Work instructions –
a: In the article on catching quack vets, what name did the fake animal health service provider go by?
b: Carry on the article about catching quack vets, picking up after its final sentence.
[Excerpted passage Boundary: Start]
This is how to catch quack vets risking your animal’s life

vet

Men ferry a sick cow to a local veterinary clinic on the Katito-Kendubay road in Nyakach, Kisumu County, in June 2019. Farmers have been advised to ensure that their animal health service providers are licensed by the KVB.

Photo credit: Ondari Ogega | Nation Media Group

During my many years of veterinary practice, I have come across numerous fake animal health service providers. The most dramatic one was when I found a fellow trying to carry out a caesarian section on a cow to extract a calf from the uterus.

The operation is a major surgery; yet the fellow was carrying it out with reckless abandon. The farmer had called me because he was worried the operation was going wrong.

The fake service provider went by the name Dr Rajwai and was popular with farmers in the area before I set up office there. I had started suspecting he was a fake because farmers often described his unorthodox and absurd treatments with an outcome mix of high death rates of the treated animals.

Impeding death

On the day I encountered him, the farmer had called me saying the “doctor’ had started operating on his cow but the animal was bleeding too much. It also appeared to be in pain. By the time I arrived, he was removing the calf from the uterus but the cow had already gone down and lay on its side. That is usually a sign of impeding death in cattle. The normal position is to lie on the breast.

The “doctor” greeted me animatedly and asked me to take over the case because it was proving difficult. I did not recognise him. The year he gave me of his graduation from the University of Nairobi betrayed him because I knew all the graduates of that year since they were just one year ahead of me and we had had lots of interactions in senior students affairs.
[Excerpted passage Boundary: End]
[Material shown Boundary: Start]
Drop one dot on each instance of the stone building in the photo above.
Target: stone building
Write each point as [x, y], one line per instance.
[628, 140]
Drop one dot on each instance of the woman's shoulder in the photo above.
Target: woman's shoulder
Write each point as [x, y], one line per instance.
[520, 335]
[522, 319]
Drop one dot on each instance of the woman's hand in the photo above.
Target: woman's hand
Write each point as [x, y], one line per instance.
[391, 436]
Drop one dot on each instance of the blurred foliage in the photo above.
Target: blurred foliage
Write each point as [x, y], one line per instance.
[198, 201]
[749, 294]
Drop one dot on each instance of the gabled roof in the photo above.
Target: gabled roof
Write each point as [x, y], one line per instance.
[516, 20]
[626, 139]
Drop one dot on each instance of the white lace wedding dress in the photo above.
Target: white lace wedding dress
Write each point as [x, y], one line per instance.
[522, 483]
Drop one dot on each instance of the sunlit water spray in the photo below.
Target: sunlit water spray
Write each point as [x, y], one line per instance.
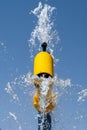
[44, 31]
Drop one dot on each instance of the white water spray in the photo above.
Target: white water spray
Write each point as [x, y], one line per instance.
[44, 30]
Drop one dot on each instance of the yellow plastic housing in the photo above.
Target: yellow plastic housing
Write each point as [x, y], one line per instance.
[36, 102]
[43, 63]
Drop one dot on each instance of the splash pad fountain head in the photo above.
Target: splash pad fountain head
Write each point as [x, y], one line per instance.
[43, 68]
[43, 62]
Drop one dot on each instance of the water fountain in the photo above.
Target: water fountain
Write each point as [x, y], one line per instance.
[47, 85]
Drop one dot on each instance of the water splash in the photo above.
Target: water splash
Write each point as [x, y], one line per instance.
[82, 95]
[44, 30]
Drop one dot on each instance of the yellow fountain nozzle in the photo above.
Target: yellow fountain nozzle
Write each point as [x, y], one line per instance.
[43, 63]
[51, 102]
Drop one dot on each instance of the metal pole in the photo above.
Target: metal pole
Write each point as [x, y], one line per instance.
[44, 121]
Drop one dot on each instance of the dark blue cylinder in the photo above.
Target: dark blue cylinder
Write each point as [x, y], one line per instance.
[44, 121]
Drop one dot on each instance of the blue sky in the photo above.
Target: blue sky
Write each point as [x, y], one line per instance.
[16, 25]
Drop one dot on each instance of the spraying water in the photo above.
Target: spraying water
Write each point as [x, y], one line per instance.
[44, 31]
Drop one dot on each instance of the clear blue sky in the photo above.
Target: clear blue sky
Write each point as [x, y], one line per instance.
[16, 25]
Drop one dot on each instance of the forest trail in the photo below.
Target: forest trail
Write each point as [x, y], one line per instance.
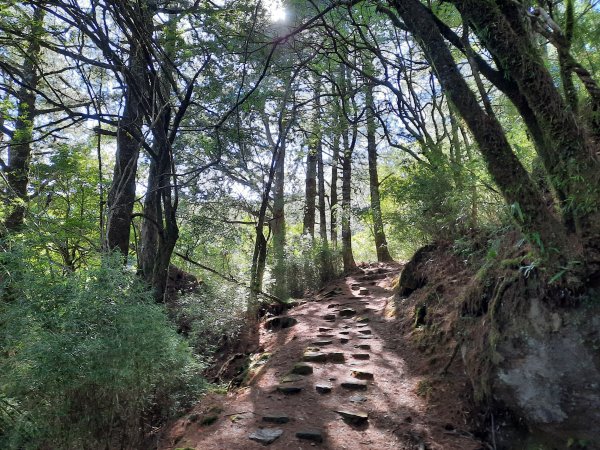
[Material shown Boundary: End]
Exercise answers –
a: Dr Rajwai

b:
The farmer introduced the fake as Dr Rajwai. I was happy to meet the legendary “vet” whose majority of patients never recovered. It was evident to me even the current patient was going to just enhance his fatality count.

I declined the invitation to take over and told him to complete since he had already done the major work. However, for the sake of the animal, I advised him to add more local anaesthetic or pain medicine to reduce the cow’s suffering and bleeding.

I confirmed his quackery when he appeared not to understand the behaviour of the emptied uterus. The organ quickly appeared to be running back into the abdominal cavity. He asked himself why the uterus was running back so fast.

Involution

The reaction of the uterus is called involution and happens very rapidly after the organ’s pregnancy contents are emptied.

You see, the uterus is an amazing organ. One can hold a normal non-pregnant uterus of a cow in the fist. But when pregnant, the organ increases its size to hold a 40kg calf and about 20 litres of fluid when ready to calve down.

Immediately after the uterus is emptied of its pregnancy contents by calving or surgical extraction, the organ visibly contracts to a small fraction of its pregnant size.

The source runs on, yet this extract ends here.